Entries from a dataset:
_ _ _

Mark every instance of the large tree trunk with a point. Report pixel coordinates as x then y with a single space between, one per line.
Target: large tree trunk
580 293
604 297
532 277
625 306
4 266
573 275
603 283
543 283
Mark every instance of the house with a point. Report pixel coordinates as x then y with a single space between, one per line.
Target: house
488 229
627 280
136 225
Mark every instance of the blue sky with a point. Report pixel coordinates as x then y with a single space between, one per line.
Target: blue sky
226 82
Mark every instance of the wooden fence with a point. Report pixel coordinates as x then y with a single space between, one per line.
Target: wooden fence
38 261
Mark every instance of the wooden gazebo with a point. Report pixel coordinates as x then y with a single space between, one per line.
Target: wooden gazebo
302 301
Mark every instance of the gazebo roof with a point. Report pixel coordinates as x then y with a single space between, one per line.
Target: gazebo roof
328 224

_ _ _

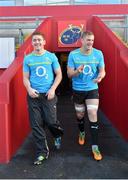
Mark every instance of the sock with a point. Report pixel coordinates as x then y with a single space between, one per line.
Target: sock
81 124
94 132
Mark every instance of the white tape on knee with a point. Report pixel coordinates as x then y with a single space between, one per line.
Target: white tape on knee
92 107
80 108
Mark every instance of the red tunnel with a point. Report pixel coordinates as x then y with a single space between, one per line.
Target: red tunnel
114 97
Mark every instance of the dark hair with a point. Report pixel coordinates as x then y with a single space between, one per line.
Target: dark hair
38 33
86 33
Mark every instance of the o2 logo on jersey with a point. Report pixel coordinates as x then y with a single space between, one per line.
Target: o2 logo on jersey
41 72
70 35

_ _ _

INSTRUCTIONS TO FOLLOW:
Tally the lines in the records above that contain the string "tape". Case counts. Reply with the number only.

REPLY TO THE EXERCISE:
2